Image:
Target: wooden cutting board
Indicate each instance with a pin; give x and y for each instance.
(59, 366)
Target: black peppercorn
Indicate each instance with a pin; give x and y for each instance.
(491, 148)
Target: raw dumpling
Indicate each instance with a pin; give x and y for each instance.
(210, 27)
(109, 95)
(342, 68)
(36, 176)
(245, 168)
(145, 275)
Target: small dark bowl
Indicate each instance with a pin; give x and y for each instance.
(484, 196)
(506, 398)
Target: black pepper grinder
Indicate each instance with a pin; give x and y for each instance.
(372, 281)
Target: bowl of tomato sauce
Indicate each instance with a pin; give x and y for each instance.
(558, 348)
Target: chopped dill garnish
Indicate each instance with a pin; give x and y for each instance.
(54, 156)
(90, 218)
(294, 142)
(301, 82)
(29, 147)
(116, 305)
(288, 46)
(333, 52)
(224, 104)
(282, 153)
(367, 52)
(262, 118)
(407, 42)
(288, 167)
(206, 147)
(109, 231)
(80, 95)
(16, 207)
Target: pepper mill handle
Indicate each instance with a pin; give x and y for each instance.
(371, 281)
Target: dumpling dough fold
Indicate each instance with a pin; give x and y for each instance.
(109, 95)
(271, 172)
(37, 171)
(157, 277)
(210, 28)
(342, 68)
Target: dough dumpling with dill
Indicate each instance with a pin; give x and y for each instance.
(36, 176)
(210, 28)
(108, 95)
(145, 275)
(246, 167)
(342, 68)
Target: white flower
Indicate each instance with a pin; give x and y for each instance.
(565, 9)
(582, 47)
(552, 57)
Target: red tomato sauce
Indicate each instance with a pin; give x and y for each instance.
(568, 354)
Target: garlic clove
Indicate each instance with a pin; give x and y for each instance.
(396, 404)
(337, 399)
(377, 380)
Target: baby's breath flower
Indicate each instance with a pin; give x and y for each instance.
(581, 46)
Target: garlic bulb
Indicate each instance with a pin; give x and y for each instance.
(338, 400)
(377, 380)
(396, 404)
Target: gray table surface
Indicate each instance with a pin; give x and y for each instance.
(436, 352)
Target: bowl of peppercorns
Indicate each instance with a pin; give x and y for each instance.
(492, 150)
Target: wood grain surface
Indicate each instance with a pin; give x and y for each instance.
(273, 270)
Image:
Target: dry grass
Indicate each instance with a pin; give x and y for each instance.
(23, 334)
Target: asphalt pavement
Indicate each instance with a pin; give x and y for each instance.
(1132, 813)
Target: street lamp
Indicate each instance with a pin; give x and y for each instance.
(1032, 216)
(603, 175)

### Exercise instructions
Each line in the listing is to be returned exactly.

### Output of the exercise
Image:
Target: wooden cutting board
Indicate each instance with a pin; give x and y for each instance.
(59, 366)
Target: black peppercorn
Indicate each instance with a pin; give x and y for each instance.
(491, 148)
Target: raw dumpling
Indicate each instance with a pin; give x and y for each instance.
(210, 27)
(109, 95)
(342, 68)
(36, 176)
(245, 168)
(145, 275)
Target: small dark bowl
Indicate each instance with a pin; give x and y for each instance.
(484, 196)
(506, 398)
Target: black pepper grinder
Indicate each instance with a pin; give x and y for each instance.
(372, 281)
Target: bowl of tomato sauce
Indicate each instance with a pin; give x and y for each instance.
(558, 348)
Target: chopped dill garnish
Indicate each instance with a pin; give x and y for each instance.
(54, 156)
(90, 218)
(294, 142)
(301, 82)
(29, 147)
(116, 305)
(288, 46)
(333, 52)
(224, 104)
(282, 153)
(367, 52)
(262, 118)
(407, 42)
(288, 167)
(206, 147)
(109, 231)
(80, 95)
(16, 207)
Target: pepper mill handle
Indicate each instance with a pin; give x and y for each instance.
(371, 281)
Target: dumpling dough fold
Indicate each instance with a pin; give x and y for each instance.
(109, 95)
(271, 172)
(37, 171)
(157, 277)
(210, 28)
(342, 68)
Target: dough dumpling with dill
Indicate each instance with a pin; give x and y for each instance.
(36, 176)
(210, 28)
(108, 95)
(145, 275)
(246, 167)
(342, 68)
Target: white flower
Indicate each instance with a pin; give x and y for each instance.
(565, 9)
(582, 47)
(552, 57)
Target: red tomato sauce
Indicate each instance with a pin; give x and y for each instance.
(568, 354)
Target: garlic clove
Indicate each instance with a pin; give x and y for each instance.
(396, 404)
(337, 399)
(377, 380)
Target: baby's breath flower
Indicate each instance with a pin; give x and y for each instance.
(581, 46)
Target: garlic bulb
Indicate each instance with a pin; give x and y for each instance.
(338, 400)
(377, 380)
(396, 404)
Target: gray table surface
Indicate each instance with a pin; give x and y for each instance.
(436, 352)
Target: bowl of peppercorns
Indicate each instance with a pin; give x and y for each instance.
(492, 150)
Target: wood grain surface
Indicate each instance with a pin; give x and y for each instance.
(273, 270)
Image:
Target: dry grass
Indicate each instance with a pin; give x and y for each instance.
(23, 334)
Target: asphalt pavement
Indicate each instance with a pin; give x and y for each instance.
(1132, 813)
Target: street lamp
Indicate each instance with a pin; give x and y for each instance.
(1032, 216)
(603, 175)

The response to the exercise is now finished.